■ Work required: Count the lines in the records below that contain the string "photo", and give only that number.
## BEGIN Records provided
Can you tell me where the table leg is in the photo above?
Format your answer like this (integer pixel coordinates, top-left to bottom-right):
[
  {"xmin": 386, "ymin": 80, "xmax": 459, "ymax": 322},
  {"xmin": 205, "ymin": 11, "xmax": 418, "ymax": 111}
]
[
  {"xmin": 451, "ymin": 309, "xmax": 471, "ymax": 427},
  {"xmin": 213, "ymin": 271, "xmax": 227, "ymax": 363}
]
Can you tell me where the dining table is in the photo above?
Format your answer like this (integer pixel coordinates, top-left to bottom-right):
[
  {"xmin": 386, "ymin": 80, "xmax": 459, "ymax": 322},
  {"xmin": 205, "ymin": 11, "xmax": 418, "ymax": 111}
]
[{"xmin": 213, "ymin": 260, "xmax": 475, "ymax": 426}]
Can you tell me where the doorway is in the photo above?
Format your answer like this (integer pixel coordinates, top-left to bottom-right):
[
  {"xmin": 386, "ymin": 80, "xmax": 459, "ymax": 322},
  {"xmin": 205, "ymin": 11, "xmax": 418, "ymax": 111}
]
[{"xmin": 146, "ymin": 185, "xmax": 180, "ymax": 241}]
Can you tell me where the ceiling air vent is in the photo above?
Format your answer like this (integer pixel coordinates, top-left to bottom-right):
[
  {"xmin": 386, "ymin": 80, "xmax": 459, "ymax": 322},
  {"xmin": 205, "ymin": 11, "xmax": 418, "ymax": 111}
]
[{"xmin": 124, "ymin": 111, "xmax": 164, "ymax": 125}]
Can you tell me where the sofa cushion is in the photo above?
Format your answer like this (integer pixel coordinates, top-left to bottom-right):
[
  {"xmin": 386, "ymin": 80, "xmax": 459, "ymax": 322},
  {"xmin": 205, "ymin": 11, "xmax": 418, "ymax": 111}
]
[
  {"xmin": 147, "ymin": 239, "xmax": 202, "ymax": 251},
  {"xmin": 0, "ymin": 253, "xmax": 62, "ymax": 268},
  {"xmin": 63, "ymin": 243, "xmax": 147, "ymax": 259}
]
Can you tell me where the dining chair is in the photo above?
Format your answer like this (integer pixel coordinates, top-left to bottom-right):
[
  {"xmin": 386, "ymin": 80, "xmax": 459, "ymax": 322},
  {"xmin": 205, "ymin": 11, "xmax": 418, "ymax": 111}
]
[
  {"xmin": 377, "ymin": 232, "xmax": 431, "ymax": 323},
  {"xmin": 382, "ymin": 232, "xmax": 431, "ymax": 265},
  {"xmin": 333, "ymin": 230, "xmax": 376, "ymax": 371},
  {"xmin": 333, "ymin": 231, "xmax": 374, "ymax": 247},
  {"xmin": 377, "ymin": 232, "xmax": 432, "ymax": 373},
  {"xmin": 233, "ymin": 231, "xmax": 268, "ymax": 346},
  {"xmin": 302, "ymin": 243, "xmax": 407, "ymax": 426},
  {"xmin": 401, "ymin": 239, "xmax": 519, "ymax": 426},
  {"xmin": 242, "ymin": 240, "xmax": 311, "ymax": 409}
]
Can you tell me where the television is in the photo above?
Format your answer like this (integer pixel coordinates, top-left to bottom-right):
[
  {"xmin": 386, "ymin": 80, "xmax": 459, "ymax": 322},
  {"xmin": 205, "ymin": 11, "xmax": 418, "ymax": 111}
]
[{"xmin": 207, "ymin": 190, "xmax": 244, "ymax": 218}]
## END Records provided
## BEGIN Records provided
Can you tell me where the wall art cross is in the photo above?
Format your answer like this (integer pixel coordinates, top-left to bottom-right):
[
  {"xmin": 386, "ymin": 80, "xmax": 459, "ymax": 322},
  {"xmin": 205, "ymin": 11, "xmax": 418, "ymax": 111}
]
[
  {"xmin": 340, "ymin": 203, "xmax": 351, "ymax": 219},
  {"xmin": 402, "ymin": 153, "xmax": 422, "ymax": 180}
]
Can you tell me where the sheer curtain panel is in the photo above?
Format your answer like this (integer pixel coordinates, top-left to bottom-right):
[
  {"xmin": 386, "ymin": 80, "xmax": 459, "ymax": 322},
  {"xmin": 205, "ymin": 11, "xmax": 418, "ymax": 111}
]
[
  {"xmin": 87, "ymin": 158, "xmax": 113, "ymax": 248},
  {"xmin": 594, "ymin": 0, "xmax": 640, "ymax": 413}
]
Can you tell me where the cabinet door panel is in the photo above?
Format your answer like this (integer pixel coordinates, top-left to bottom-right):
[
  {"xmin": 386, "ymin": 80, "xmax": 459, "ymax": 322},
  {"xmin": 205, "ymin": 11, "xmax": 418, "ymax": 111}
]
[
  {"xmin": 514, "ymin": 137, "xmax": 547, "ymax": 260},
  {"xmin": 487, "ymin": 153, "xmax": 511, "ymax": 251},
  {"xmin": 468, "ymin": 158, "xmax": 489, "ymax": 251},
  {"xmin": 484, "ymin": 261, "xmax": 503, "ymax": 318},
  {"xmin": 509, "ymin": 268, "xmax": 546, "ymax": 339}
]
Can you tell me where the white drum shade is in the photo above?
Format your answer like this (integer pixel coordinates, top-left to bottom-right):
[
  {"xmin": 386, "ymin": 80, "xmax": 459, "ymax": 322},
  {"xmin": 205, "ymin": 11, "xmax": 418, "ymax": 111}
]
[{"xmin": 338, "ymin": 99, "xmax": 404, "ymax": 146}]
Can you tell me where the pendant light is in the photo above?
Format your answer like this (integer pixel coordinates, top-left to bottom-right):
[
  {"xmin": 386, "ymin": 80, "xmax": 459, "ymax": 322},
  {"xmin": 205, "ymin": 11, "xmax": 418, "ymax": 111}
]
## END Records provided
■ Answer: 12